◆ **ИСХОДНЫЙ ТЕКСТ**
Годы революции - с восемнадцатого по двадцать второй - накатились как стихийное бедствие, обострив в первую очередь чувство текущего времени. Каждый был готов к случайной смерти и потому учился пользоваться минутой. О будущем - какую оно примет форму - думали мало. Единственно, о чем мечтали, это стабилизация, успокоение, остановка невероятного движения, порожденного революцией. Потоки крови лились прямо на улице, перед любым окном. Мы все видели мертвых и пристреленных на мостовых и тротуарах и боялись не случайной пули, а издевательства и предсмертных пыток. Делались невероятные вещи, которые свидетельствовали скорее об одержимости убийством и уничтожением, чем о целеустремленной борьбе. Я запомнила "расстрелянный дом" в Киеве. На Институтской улице, что вела от Думы в Липки, стоял мирный четырехэтажный дом с большими зеркальными окнами. Мимо проходил вооруженный отряд, и кому-то показалось, что из этого дома выстрелили. Выстрелы и опасность мерещились всем, особенно тем, кто сам стрелял. Такие по ночам вскакивали с постели и хватались за револьвер. Они так кричали со сна, что будили соседей, которые от испуга тоже отвечали криком. Хорошо, если обходилось без
[523]
стрельбы. Наяву люди часто действовали так, будто во сне. Вновь захваченное право стрелять и убивать овладело людьми, подчинило их своей власти, диктовало каждый поступок, стало хозяином и распорядителем тех, кто думал, что что-то приобрел и от чего-то освободился, навесив на бок кобуру. И вот вооруженный отряд человек в сорок выстроился на мостовой перед фасадом четырехэтажного дома и принялся палить в "буржуев", то есть беспорядочно стрелять в окна, чтобы не осталось ни одного целого стекла. Расправившись с домом, отряд зашагал дальше, а напуганные жильцы постепенно выползали из задних, выходивших во двор комнат и побежали за стекольщиками. Дому легче залечить небольшие раны, чем человеку, а разрушительная стихия, действуя на ограниченном пространстве, несравненно менее губительна, чем планомерно работающая государственная машина, стреляющая не в окна (окна могут понадобиться своим людям, их надо беречь), а в людей.

◆ **ЧТО НУЖНО СДЕЛАТЬ**
Допишите текст о годах революции, начав сразу после его последней фразы. Записи — отдельный материал, с текстом они не связаны.

◆ **ЗАПИСИ ДАННЫХ**
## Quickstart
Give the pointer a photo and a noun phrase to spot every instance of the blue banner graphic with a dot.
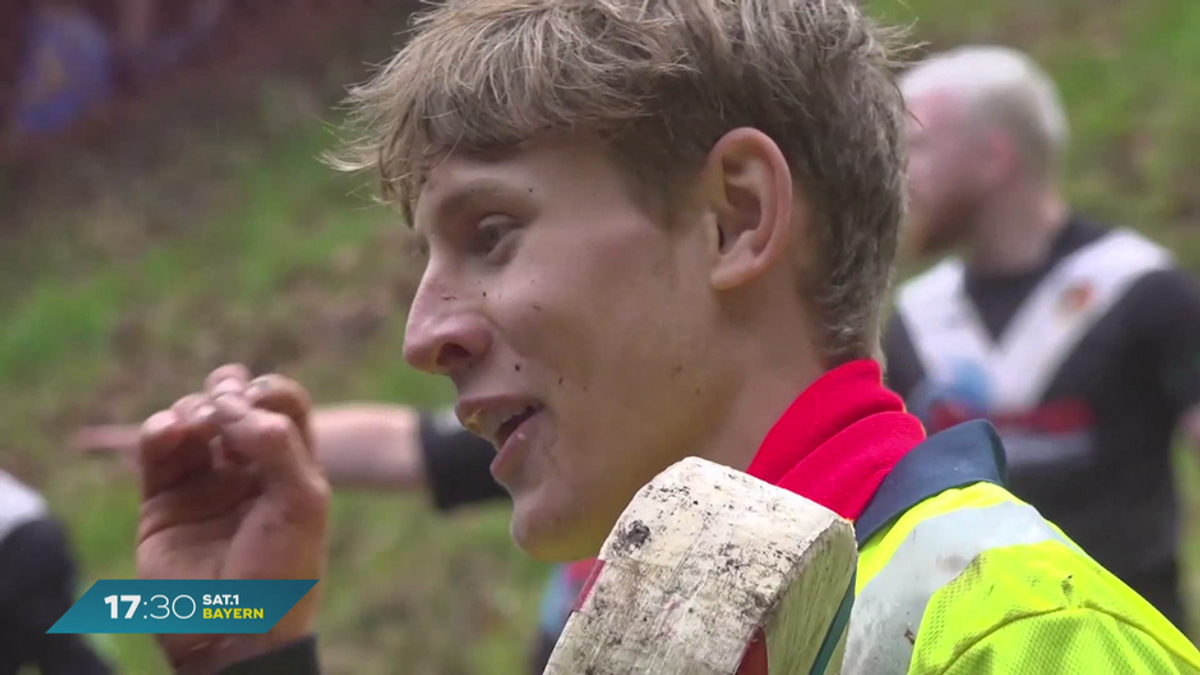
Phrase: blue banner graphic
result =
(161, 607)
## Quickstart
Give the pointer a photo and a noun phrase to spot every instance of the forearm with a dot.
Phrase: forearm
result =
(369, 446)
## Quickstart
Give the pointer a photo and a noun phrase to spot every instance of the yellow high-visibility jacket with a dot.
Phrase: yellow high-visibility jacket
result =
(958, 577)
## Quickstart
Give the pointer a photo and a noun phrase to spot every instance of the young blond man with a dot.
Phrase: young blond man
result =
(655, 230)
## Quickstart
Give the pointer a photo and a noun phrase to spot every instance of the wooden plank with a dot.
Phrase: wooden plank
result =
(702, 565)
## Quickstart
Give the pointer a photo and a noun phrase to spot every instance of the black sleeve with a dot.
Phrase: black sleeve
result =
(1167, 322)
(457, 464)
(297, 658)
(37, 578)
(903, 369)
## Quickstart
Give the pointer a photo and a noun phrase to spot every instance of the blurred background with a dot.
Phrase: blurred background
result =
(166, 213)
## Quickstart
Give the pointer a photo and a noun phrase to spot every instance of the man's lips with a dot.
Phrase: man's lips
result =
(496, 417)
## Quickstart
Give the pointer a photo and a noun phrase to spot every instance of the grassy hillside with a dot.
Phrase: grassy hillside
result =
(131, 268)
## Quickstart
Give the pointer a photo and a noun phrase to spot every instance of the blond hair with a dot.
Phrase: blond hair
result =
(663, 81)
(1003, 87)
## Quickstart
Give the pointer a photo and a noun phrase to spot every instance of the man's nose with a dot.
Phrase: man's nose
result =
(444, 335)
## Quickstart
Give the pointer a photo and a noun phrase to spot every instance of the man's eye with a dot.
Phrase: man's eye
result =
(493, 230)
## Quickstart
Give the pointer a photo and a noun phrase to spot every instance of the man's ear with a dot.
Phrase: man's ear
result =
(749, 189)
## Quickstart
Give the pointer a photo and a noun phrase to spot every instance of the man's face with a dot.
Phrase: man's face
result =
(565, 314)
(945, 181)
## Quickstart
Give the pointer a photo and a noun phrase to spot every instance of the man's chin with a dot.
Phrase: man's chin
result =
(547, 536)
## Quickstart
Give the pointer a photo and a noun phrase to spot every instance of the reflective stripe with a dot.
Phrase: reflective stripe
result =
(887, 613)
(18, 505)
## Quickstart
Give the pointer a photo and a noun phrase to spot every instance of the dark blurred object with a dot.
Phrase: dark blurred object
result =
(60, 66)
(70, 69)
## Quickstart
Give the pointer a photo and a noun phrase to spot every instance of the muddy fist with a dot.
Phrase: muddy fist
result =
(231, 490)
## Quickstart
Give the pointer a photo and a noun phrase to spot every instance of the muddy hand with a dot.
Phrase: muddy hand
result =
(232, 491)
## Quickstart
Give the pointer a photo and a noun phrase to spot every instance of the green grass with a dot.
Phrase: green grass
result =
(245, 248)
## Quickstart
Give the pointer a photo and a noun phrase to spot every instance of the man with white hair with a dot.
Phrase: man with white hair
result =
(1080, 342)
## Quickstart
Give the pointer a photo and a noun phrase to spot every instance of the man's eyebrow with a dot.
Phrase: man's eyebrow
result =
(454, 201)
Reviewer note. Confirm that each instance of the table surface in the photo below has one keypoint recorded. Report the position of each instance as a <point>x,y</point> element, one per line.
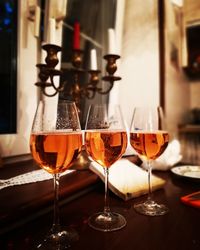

◆ **ОТВЕТ НА ЗАДАНИЕ**
"Русский бунт, бессмысленный и беспощадный" длился недолго. Отряды вливались в армию с централизованным управлением, демобилизованные возвращались в деревни и в города, чтобы, побурлив, стать военизированными отрядами центральной власти. Мечта о стабилизации, то есть о сильном правительстве, осуществилась. Государство нового типа с первых шагов показало, что оно умеет управлять и обладает новыми методами управления. Общество добровольно пошло на службу к новому государству, потому что оно спасало от народной стихии. В первой половине двадцатого века (не знаю, что сулят последние десятилетия второй половины) приходилось выбирать между двумя немыслимыми вариантами: между бунтом и железным порядком, ради которого отрекались от всех ценностей, материальных и духовных, от личной свободы и от элементарного правосознания Люди новой формации предпочли железный порядок, а они были в подавляющем большинстве. Они не только замалчивали или воспевали преступления власти, но искренно считали, что так и надо: "пора без дураков". Сейчас, когда жестокости смягчились и количественно приусохли, старики ворчат по своим углам, что народ распускается и напрасно отпустили вожжи.